STATED EXERCISE →
Can you quote the records below in full, word for word?

MATERIAL FOR THIS TASK →
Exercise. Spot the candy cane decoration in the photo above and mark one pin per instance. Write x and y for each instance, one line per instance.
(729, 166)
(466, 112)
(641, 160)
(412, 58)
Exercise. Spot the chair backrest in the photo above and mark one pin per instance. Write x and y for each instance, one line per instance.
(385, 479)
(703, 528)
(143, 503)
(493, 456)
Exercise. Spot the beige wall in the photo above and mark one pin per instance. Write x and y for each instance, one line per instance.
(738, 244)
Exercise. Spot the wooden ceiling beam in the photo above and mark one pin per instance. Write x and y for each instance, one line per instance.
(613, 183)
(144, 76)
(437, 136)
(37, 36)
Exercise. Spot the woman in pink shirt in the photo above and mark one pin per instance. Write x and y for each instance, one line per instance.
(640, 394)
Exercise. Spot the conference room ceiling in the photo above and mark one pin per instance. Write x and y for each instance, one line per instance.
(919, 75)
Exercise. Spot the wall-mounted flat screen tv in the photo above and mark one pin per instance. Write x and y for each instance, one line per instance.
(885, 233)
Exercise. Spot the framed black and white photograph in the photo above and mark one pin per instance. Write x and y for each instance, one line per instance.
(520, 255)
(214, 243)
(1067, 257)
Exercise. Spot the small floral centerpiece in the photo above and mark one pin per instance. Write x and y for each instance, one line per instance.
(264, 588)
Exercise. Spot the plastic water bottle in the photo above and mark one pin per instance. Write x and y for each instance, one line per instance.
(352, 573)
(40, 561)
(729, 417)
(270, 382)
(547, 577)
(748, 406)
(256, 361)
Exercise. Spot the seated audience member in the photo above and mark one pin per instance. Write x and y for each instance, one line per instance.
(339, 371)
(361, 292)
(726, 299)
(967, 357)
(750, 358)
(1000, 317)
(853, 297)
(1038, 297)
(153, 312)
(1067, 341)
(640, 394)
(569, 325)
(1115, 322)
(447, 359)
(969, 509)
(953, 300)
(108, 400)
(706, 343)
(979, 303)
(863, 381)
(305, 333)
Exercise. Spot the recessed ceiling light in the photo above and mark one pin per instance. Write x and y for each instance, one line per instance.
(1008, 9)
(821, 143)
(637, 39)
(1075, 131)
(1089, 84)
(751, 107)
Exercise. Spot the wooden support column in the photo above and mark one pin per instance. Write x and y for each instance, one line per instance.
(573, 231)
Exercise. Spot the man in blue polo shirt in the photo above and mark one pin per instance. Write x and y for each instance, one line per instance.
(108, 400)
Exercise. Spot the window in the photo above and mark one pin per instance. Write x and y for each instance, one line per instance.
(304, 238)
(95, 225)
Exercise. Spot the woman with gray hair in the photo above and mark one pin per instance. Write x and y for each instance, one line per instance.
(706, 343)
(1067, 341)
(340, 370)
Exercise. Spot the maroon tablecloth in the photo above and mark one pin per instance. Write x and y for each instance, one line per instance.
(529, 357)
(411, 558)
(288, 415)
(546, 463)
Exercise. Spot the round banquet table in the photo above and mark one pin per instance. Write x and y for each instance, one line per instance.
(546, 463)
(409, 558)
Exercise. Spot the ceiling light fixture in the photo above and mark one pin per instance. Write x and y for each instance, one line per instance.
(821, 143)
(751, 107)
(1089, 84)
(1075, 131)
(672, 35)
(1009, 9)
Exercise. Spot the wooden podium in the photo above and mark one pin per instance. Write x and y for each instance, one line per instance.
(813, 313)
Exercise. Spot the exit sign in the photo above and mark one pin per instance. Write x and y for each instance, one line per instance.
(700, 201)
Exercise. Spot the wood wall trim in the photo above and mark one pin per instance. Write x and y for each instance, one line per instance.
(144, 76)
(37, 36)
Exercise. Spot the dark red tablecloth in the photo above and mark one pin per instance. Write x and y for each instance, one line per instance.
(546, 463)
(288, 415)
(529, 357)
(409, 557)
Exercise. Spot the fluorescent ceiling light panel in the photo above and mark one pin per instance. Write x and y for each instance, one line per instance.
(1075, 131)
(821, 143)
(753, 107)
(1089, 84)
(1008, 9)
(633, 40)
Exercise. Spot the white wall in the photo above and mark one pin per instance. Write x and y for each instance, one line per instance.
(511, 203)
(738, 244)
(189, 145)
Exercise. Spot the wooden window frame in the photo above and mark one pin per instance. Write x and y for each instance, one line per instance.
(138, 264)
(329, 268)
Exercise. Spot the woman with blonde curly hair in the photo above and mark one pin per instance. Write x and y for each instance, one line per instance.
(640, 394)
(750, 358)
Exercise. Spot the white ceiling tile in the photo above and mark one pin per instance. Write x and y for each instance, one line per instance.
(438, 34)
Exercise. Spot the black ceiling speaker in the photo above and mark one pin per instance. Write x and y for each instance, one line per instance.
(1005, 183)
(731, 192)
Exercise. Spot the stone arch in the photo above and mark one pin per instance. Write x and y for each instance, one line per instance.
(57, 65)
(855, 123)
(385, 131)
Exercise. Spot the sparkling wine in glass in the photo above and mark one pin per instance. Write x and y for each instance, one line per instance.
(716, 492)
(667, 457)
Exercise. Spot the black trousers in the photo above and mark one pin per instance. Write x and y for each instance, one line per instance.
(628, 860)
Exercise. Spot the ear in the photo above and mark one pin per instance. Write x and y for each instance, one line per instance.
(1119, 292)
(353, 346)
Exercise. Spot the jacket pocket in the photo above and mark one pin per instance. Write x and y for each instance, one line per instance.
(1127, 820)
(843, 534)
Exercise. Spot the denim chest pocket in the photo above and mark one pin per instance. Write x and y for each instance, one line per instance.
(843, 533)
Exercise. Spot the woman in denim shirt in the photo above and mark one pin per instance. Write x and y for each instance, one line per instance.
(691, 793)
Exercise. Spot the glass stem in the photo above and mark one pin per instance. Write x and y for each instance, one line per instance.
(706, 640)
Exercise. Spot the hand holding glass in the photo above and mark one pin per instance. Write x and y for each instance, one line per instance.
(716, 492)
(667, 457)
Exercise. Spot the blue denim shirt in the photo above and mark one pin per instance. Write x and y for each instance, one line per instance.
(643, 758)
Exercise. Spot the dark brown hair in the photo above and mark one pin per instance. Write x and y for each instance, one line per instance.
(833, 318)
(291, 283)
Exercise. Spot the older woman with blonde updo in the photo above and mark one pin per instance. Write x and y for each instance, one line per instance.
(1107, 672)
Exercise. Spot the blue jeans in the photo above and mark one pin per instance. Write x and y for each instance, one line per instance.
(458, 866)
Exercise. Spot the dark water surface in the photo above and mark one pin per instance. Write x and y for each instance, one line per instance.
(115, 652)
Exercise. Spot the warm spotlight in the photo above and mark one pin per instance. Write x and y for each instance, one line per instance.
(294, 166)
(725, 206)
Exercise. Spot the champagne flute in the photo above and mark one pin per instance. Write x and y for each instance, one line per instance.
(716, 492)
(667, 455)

WORKED SOLUTION →
Exercise. Spot the candy cane decoration in the photo above and mark one pin per instance. Write x and y for each instance, one line per instance.
(729, 166)
(466, 112)
(641, 160)
(412, 58)
Exercise. Spot the chair backrest in the photo above and mark one pin per instance. Write x and y for each instance, one line per instance.
(385, 479)
(703, 528)
(143, 503)
(493, 456)
Exercise. Spot the beige wall in the photo above and mark one pin per instance. Write x and y for each instance, one line per instance.
(738, 244)
Exercise. Spot the wooden ceiling beam in the photo above and mark one pin per instance. Write x and y for each instance, one line per instance.
(613, 183)
(144, 76)
(437, 136)
(37, 36)
Exercise. Spot the woman in pink shirt in the photo above and mark one pin per instance. Write x and y for each instance, one line per instance.
(640, 394)
Exercise. Spot the conference room ceiling in the photo above and mark one pin per instance. Write x and y for each instance, one line per instance.
(919, 75)
Exercise. Spot the wall-mounted flat screen tv in the photo above and mark one pin per instance. Write x and y for each instance, one line per instance.
(885, 233)
Exercise. Spot the framed black and white photograph in the photo above and mark one pin per instance. Write x and y for each instance, one line per instance.
(520, 255)
(214, 243)
(1067, 257)
Exercise. Spot the small floral centerpiece in the photo above and mark one pin per instance. Write x and y for each instance, one line per instance.
(264, 588)
Exercise. Spot the plastic water bottle in the photo above and mark one pin per instance. Write x and y for each instance, one line per instance.
(352, 573)
(40, 561)
(729, 417)
(270, 382)
(547, 577)
(748, 406)
(256, 361)
Exercise. Spot the seated audience member in the photo above and mark one pin per instance. Write x and y for each instance, one line per instance.
(339, 371)
(361, 292)
(726, 299)
(967, 357)
(750, 358)
(1000, 317)
(853, 297)
(1038, 297)
(153, 312)
(1067, 341)
(640, 394)
(569, 325)
(1115, 322)
(447, 359)
(969, 509)
(953, 300)
(108, 400)
(706, 343)
(979, 303)
(863, 381)
(305, 333)
Exercise. Spot the recessed ceiling light in the photo above and mark one pin per instance. Write x and y for each instance, one line per instance.
(1008, 9)
(821, 143)
(637, 39)
(1075, 131)
(1089, 84)
(751, 107)
Exercise. Spot the wooden support column in the photo above and mark one pin per instance. Write x and y for each instance, one line per instance.
(573, 231)
Exercise. Spot the man in blue polo shirt in the photo above and mark one pin per instance. Write x and y for each instance, one line per instance.
(108, 400)
Exercise. Spot the window in the photo above and mark one pin per instance. Write x and y for each instance, one line per instance.
(304, 238)
(95, 225)
Exercise. Spot the woman with gray hair in the photo above and mark one pin per instance. Write x and y for each instance, one line per instance.
(706, 343)
(1067, 341)
(340, 370)
Exercise. Spot the maroon tablecloth in the photo above and mark one pin per instance. Write x and y for each instance, one line per instance.
(529, 357)
(411, 558)
(288, 415)
(546, 463)
Exercise. Spot the round banquet table in the photo above and mark one pin per instance. Write x and y for each instance, one line per instance.
(546, 463)
(409, 558)
Exercise. Spot the ceiling light fixture in the photo above and mark one pin per instance. Write x and y for each instance, one line per instance.
(821, 143)
(751, 107)
(1089, 84)
(1075, 131)
(672, 35)
(1009, 9)
Exercise. Spot the wooden podium in the photo above and mark one pin per instance. Write x and y for each instance, one line per instance.
(813, 313)
Exercise. Spot the exit sign in the photo above and mark one pin per instance. Write x and y for each instance, one line per instance.
(700, 201)
Exercise. Spot the wood wall trim in the photo above and mark one pin per instance. Write x and y for each instance, one line per instance.
(144, 76)
(37, 36)
Exercise. Spot the dark red tablecloth in the photo above and mark one pin per instance. Write x and y for each instance, one line per instance.
(546, 463)
(288, 415)
(529, 357)
(409, 557)
Exercise. Spot the fluorescent ceiling light panel in the photo above and mark one pin per instance. Write x and y for each instance, one line per instance.
(1075, 131)
(821, 143)
(753, 107)
(1089, 84)
(1008, 9)
(633, 40)
Exercise. Spot the white wall in the photo above and mark one pin per instance. Write x and y for each instance, one line per instance.
(511, 203)
(738, 244)
(189, 145)
Exercise. Spot the wooden window frame in the photo above and mark one pin per instance. Write x and y for each instance, one line per instance.
(138, 264)
(329, 268)
Exercise. Spot the woman with blonde curly hair in the photo above and mark one pin per instance. Write x and y for each instance, one line per instance.
(640, 394)
(750, 358)
Exercise. Spot the white ceiling tile in the photo above and mark one pin per instance. Write x and y for each instance, one line per instance.
(438, 34)
Exercise. Spot the black ceiling speaker in the photo above and mark one pin per instance. Write x and y for each instance, one line per instance.
(1005, 183)
(731, 192)
Exercise. Spot the stone arch in the photo above and mark one pin per instance. Write x and y for each instance, one line per instance.
(57, 65)
(855, 123)
(385, 131)
Exercise. Spot the sparkling wine in glass in the photo above and mark one pin per instance. Write x and y for each instance, one line per instance.
(716, 492)
(667, 457)
Exercise. Spot the black trousers in the photo above and mark one pin per instance. Write x and y for each instance, one line per instance.
(628, 860)
Exercise. Spot the ear in the photo above and mark one pin per instance. Write x and y for each instance, one line per instance.
(1119, 292)
(353, 346)
Exercise. Spot the jacket pocket in the photo above and mark one pin per instance. Write x and y for each instance, one line per instance.
(1127, 820)
(843, 534)
Exercise. Spot the denim chest pocket in the photo above and mark one pin per instance. Write x and y for each instance, one line per instance.
(843, 533)
Exercise. Spot the woman in denim shirt in the photo above and mark one pin per instance. Write x and y for each instance, one line per instance.
(691, 793)
Exercise. Spot the glass stem in the photo above and mark one pin per instance. Write x and y for each instance, one line per instance.
(706, 640)
Exercise. Spot the hand holding glass in the photo above and mark one pin per instance. Write x and y for each instance, one line per instance.
(716, 492)
(667, 457)
Exercise. Spot the blue denim shirt in the photo above and mark one pin per instance. Write x and y for each instance, one line per instance.
(643, 758)
Exercise. Spot the dark brown hair in the photo above and mark one pin per instance. Write x and y for each instance, one line per instance.
(833, 318)
(291, 283)
Exercise. Spot the older woman with blonde updo in the photo above and mark one pin per instance. Write x and y for each instance, one line per instance.
(1107, 672)
Exercise. Spot the blue jeans in the photo above and mark one pin per instance. Write x and y for each instance, one line per instance.
(458, 866)
Exercise. Spot the dark water surface in the photo above and mark one pin per instance. Write x and y for each instance, one line per instance.
(115, 652)
Exercise. Spot the warm spotlight in the photo above and mark one pin per instance. Write x and y for each instance, one line per instance.
(294, 166)
(725, 206)
Exercise. Spot the champagne flute in the photo above and mark one pin per instance. Write x and y for each instance, one line per instance.
(716, 492)
(667, 455)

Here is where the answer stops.